The U.S.-China trade relationship: Finding a new path forward

As you know, I recently returned from my fourth, and longest, trip to China as Secretary of Commerce — this time leading a trade mission of U.S. clean energy companies and participating in the Strategic and Economic Dialogue (S&ED). The United States values the important strategic and economic relationship we share with China. However, my meetings there last month, with both U.S. companies and Chinese officials, reinforced my view that despite progress in many areas, far more needs to be done before we can be sure that commercial trends affecting U.S. businesses in China are once again heading in the right direction. This perception is increasingly echoed by American businesses and increasingly spoken aloud.

This Committee and this administration share strong concerns about aspects of Chinese policies that affect U.S. business: market access, indigenous innovation, currency and intellectual property (IP) protection and enforcement — all topics I raised during my bilateral meetings with Chinese officials and that other members of the administration have raised as top priorities in their meetings with Chinese officials.

I also know this Committee is concerned about China's currency practices. In response to China’s recent announcement on currency, the President noted that “China's decision to increase the flexibility of its exchange rate is a constructive step that can help safeguard the recovery and contribute to a more balanced global economy,” and that he will be discussing these and other issues with China at the G-20 Summit in Toronto. My colleague, Treasury Secretary Geithner, will be closely monitoring how far and how fast the Chinese let their currency appreciate and will continue to raise this issue with Chinese officials.

We all understand that China represents a huge opportunity for American businesses. This was illustrated by the 24 U.S. companies that participated in the China portion of my trade mission. They were well-received by government officials and their private sector interlocutors. I witnessed the signing of a memorandum of understanding on hydrokinetic energy generation; my team arranged over 250 individual and group meetings for the members of the delegation with potential business partners in Hong Kong, Shanghai and Beijing; and participants were able to develop relationships with officials at every level of government. The trade mission registered immediate successes collectively valued at over $20 million.

The importance of the Chinese market to the global strategy of U.S. exporters and companies operating in China grows daily. The interaction between those U.S. businesses and their Chinese partners, suppliers and customers has improved dramatically as Chinese businesses have adopted more international business practices and as the commercial legal environment has improved.

China is now the United States’ third-largest export market for goods, and our exports to China have grown more than three-fold since its accession to the World Trade Organization (WTO) only eight-and-a-half years ago. Exports to China remained stable overall in 2009 during the recession, while U.S. exports to other markets declined some 20 percent. Now our exports to China are growing faster than overall U.S. exports, thanks to strong Chinese demand growth and the recovery in prices of agricultural products. We should neither underestimate the importance of the China market nor the potential it holds for American exporters who tap into it.

▸ **DATA SECTION**
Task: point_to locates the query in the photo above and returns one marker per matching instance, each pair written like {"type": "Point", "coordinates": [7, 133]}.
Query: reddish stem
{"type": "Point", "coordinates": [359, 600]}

▸ **REQUIRED TASK**
Reproduce everything in the remarks on the U.S.-China trade relationship from "This Committee and" down to "meetings with Chinese officials.". Please note that the lines are not needed for what follows.

▸ **RESULT OF THIS TASK**
This Committee and this administration share strong concerns about aspects of Chinese policies that affect U.S. business: market access, indigenous innovation, currency and intellectual property (IP) protection and enforcement — all topics I raised during my bilateral meetings with Chinese officials and that other members of the administration have raised as top priorities in their meetings with Chinese officials.